**Задание 1**
В каком году, согласно фрагменту о развлечениях елизаветинцев, была написана «Анатомия злоупотребления» Филиппа Стабса?
**Задание 2**
Процитируйте из фрагмента о развлечениях елизаветинцев отрывок между словами «До нас этот» и «Уилл был исключением.» включительно.

**Фрагмент документа**

◇ ◇ ◇ ◇

Охота, соколиная охота, травля животных и футбол — не сегодняшняя игра по правилам, а громадное и кровавое высвобождение энергии — относились к числу тех занятий, с помощью которых елизаветинцы поддерживали свою жизненную энергию
Например, приезжали актеры и давали оплаченные городскими властями представления в здании гильдии: «слуги графа Вустерского» — в 1569-м, 1575-м, 1576-м, 1581-м, 1582-м и 1584-м; «слуги королевы» — в 1569-м и в 1587-м (возможно, как я покажу ниже, это был визит исключительной важности); Лестера — в 1573-м, 1576-м и 1587 годах; Варвика — в 1575-м; Стренджа (как «слуг Дерби») — в 1579-м; Беркли — в 1581-м, 1582-м и 1583-м — нужно ли продолжать? Было пение, а также танцы. Был председатель «пира дураков», культ Робин Гуда (духа леса в зеленом наряде, как того Амлета, который стал прототипом Гамлета), также церемония Майского дня, бесконечно презираемая такими пуританами, как Филипп Стабс, который в своей «Анатомии злоупотребления» (1583) пишет:
«…их самая главная драгоценность — Майское дерево, которое они доставляют домой с громадным благоговением. У них есть двадцать или сорок хомутов рогатого скота, у каждой скотины на кончиках рогов привязан букетик душистых цветов, и этот рогатый скот тащит домой это Майское дерево (правильнее сказать, смердящего идола), покрытое цветами и травами, обвязанное с макушки до основания лентами и иногда раскрашенное в различные цвета; за ним с воодушевлением следуют две или три сотни мужчин, женщин и детей. И таким образом, украшенное носовыми платками и флагами, развевающимися на вершине, оно возвышается над толпой. Люди, сопровождающие его, устилают соломой землю вокруг дерева, связывают зеленые сучья, устраивают около него шалаши, беседки, увитые зеленью, а потом начинается пир, — они прыгают и танцуют вокруг него, как язычники при освящении своих идолов».
До нас этот праздник дошел лишь в виде трогательной детской забавы, но тогда он был, как прекрасно понимал Стабс, настоящим культом фаллоса с изобилием прелюбодеяния al fresco[10]. В Стратфорде, как и в других городах и деревнях во времена Тюдоров, жители отнюдь не отличались скромностью нравов: совокупление прославляли как неотъемлемую часть жизни, так же, как размножение животных, возрождение зеленого покрова земли, — процесса, который составлял основу существования сельскохозяйственного общества. Молодые люди и девушки в те дни рано утрачивали невинность, и не стоит думать, что Уилл был исключением.

◇ ◇ ◇ ◇

**Фрагменты данных**
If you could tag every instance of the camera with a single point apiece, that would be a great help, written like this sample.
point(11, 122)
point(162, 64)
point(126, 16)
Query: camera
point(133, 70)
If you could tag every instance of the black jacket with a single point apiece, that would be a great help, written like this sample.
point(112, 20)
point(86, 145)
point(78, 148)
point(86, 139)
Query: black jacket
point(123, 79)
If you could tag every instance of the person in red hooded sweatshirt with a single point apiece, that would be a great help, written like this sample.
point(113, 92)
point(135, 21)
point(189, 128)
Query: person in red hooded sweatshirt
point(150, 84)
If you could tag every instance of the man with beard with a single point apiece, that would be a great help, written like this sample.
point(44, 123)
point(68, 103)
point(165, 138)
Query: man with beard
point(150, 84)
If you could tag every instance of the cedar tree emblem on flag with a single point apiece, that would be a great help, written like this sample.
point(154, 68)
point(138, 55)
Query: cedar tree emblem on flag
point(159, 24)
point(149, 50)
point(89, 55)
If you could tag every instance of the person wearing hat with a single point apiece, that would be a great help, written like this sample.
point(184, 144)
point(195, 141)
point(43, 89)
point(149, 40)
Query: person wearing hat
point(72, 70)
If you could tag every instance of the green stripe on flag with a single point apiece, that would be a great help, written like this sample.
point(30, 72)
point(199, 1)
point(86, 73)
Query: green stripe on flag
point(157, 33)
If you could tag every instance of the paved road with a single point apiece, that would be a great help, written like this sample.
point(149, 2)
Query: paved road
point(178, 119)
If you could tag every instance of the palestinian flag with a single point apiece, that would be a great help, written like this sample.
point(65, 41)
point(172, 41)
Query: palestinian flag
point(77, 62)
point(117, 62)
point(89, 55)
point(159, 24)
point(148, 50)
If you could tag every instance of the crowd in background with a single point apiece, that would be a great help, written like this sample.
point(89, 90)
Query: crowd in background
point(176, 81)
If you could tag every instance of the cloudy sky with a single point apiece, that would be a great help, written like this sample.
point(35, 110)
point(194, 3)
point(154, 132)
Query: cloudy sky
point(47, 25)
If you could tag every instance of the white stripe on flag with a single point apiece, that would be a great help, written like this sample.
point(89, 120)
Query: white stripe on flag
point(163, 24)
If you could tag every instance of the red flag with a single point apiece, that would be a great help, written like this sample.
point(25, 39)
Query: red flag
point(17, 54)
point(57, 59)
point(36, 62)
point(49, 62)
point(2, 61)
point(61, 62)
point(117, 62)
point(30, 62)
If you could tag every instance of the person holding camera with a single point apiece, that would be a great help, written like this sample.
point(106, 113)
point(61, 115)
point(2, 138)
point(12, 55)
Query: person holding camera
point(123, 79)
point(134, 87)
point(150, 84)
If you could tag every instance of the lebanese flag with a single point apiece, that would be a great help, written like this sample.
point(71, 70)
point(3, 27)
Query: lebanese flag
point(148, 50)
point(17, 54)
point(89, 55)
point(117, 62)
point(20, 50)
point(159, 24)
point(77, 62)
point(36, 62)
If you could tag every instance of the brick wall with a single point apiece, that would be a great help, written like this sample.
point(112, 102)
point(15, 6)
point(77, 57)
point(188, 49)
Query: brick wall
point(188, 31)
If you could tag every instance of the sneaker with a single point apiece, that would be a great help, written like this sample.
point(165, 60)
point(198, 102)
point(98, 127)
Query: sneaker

◇ ◇ ◇ ◇

**Письменное решение 1**
В 1583 году.

**Письменное решение 2**
До нас этот праздник дошел лишь в виде трогательной детской забавы, но тогда он был, как прекрасно понимал Стабс, настоящим культом фаллоса с изобилием прелюбодеяния al fresco[10]. В Стратфорде, как и в других городах и деревнях во времена Тюдоров, жители отнюдь не отличались скромностью нравов: совокупление прославляли как неотъемлемую часть жизни, так же, как размножение животных, возрождение зеленого покрова земли, — процесса, который составлял основу существования сельскохозяйственного общества. Молодые люди и девушки в те дни рано утрачивали невинность, и не стоит думать, что Уилл был исключением.